• [Excerpt to read]:
+ + + + + + +

Module - CIS7017 Dissertation
Student ID - #20275320

## Data collection

In [2]:
# Import all relevant libraries
import pandas as pd
import requests
from tqdm import tqdm

In [3]:
# Load the dataset
data = pd.read_csv('C:/dataset/US_Accidents.csv')


KeyboardInterrupt



In [None]:
data.head()

In [1]:
# Filter for rows where the State column is 'UT' for Utah
for column in ['State']:
    print(f"\nValue Counts for {column}:")
    print(data[column].value_counts())
    
utah_data = data[data['State'] == 'UT']


Value Counts for Wind_Direction:


NameError: name 'data' is not defined

### Integrate Altitude data

In [None]:
# Function to get elevations for a list of latitudes and longitudes
def get_elevations(latitudes, longitudes):
    # Validate latitudes and longitudes
    valid_latitudes = [str(lat) for lat in latitudes if -90 <= lat <= 90]
    valid_longitudes = [str(lon) for lon in longitudes if -180 <= lon <= 180]
    
    # Ensure we have the same number of valid latitudes and longitudes
    if len(valid_latitudes) != len(valid_longitudes) or not valid_latitudes:
        return [None] * len(latitudes)  # Return None for invalid pairs
    
    url = f"https://api.open-meteo.com/v1/elevation?latitude={','.join(valid_latitudes)}&longitude={','.join(valid_longitudes)}"
    try:
        response = requests.get(url)
        response.raise_for_status()  # an exception for HTTP error codes
        return response.json().get('elevation', [None] * len(latitudes))

+ + + + + + +

• [To do]: Say whether each statement agrees with the data collection notebook above, answering yes or no and quoting the words of the notebook that decide it: (a) the dataset is read from a file named US_Accidents.csv; (b) rows are filtered to keep only those for Utah; (c) the elevation function keeps latitudes between -180 and 180.

+ + + + + + +

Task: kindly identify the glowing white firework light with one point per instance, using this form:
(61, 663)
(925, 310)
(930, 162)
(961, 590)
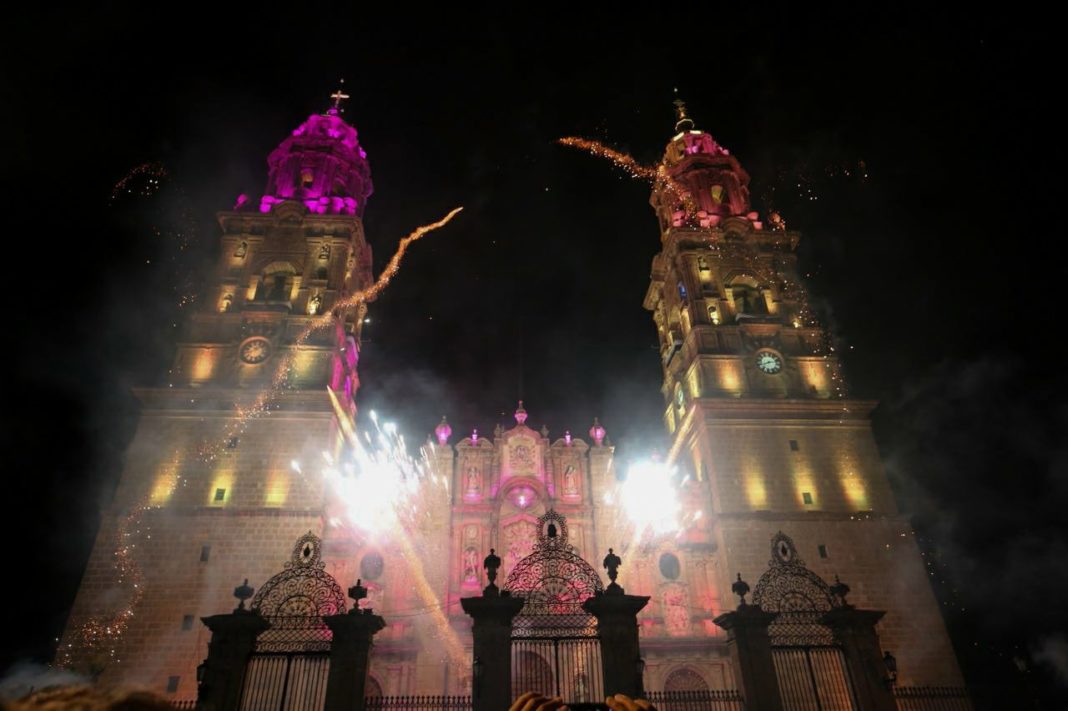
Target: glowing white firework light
(649, 496)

+ + + + + + +

• [Answer to this task]:
(a) Yes: "data = pd.read_csv('C:/dataset/US_Accidents.csv')"
(b) Yes: "# Filter for rows where the State column is 'UT' for Utah"
(c) No: "valid_latitudes = [str(lat) for lat in latitudes if -90 <= lat <= 90]"